▶ [AIM OF THE TASK]: Gather every line of the records below that contains the string "face", and copy each of those lines in full. Case counts.

>> Start THE INPUT

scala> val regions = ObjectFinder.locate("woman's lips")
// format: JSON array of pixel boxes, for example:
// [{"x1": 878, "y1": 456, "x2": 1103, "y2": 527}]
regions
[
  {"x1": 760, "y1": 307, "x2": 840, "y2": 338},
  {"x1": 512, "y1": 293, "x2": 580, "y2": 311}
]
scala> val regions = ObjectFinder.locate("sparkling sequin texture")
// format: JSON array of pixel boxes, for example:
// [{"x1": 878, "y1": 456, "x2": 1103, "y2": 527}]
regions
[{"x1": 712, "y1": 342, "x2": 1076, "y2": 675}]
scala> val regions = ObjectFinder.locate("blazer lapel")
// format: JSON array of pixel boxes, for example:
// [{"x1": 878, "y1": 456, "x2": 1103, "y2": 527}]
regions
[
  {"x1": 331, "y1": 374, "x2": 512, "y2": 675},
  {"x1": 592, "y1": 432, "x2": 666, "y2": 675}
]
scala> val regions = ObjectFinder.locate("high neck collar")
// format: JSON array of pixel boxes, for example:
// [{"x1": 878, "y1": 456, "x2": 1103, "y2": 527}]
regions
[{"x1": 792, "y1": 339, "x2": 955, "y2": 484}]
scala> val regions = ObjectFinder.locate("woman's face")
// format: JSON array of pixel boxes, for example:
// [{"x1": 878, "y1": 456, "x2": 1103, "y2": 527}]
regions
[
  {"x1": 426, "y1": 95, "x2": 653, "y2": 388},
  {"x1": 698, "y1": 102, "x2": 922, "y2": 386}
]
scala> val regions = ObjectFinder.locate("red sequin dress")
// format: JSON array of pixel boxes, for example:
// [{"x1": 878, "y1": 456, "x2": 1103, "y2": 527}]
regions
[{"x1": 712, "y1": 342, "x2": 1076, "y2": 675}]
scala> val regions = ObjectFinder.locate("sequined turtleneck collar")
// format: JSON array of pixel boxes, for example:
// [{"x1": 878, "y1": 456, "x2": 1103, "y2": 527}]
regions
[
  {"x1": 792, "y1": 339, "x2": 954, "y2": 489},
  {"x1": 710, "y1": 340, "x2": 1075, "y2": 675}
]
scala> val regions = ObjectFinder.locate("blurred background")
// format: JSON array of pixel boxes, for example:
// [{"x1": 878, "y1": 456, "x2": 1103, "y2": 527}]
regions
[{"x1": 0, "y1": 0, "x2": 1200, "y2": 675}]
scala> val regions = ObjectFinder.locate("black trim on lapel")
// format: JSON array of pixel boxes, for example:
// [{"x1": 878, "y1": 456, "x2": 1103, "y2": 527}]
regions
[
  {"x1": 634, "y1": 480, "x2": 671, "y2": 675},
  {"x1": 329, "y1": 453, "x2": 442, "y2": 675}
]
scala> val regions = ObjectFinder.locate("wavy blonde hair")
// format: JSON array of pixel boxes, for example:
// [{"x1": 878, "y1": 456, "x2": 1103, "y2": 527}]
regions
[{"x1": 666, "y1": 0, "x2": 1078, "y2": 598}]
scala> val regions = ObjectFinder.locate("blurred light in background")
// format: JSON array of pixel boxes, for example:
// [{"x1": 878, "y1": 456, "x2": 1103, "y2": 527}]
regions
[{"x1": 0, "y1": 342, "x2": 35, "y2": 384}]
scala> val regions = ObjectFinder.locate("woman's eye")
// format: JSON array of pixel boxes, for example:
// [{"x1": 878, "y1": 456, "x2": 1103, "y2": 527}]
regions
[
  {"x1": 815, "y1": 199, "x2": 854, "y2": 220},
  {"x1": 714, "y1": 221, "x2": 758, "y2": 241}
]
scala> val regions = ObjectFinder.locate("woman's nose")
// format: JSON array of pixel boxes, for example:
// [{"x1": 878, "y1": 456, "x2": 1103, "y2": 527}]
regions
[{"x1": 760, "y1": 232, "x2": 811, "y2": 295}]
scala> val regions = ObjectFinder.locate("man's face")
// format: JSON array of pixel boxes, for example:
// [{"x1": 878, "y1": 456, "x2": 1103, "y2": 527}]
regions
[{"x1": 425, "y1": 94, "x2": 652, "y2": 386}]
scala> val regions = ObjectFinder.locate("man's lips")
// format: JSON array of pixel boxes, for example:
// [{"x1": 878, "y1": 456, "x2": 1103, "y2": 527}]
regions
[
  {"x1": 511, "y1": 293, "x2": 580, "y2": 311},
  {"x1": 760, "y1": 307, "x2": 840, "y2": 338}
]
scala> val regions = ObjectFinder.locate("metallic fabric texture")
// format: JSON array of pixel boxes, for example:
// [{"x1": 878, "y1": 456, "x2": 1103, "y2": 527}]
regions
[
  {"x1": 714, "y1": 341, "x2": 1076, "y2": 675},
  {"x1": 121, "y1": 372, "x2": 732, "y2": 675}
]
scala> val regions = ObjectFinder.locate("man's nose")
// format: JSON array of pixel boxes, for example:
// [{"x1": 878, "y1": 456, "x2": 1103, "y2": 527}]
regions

>> End THE INPUT

▶ [RESPONSE]:
scala> val regions = ObjectFinder.locate("woman's face")
scala> val regions = ObjectFinder.locate("man's face")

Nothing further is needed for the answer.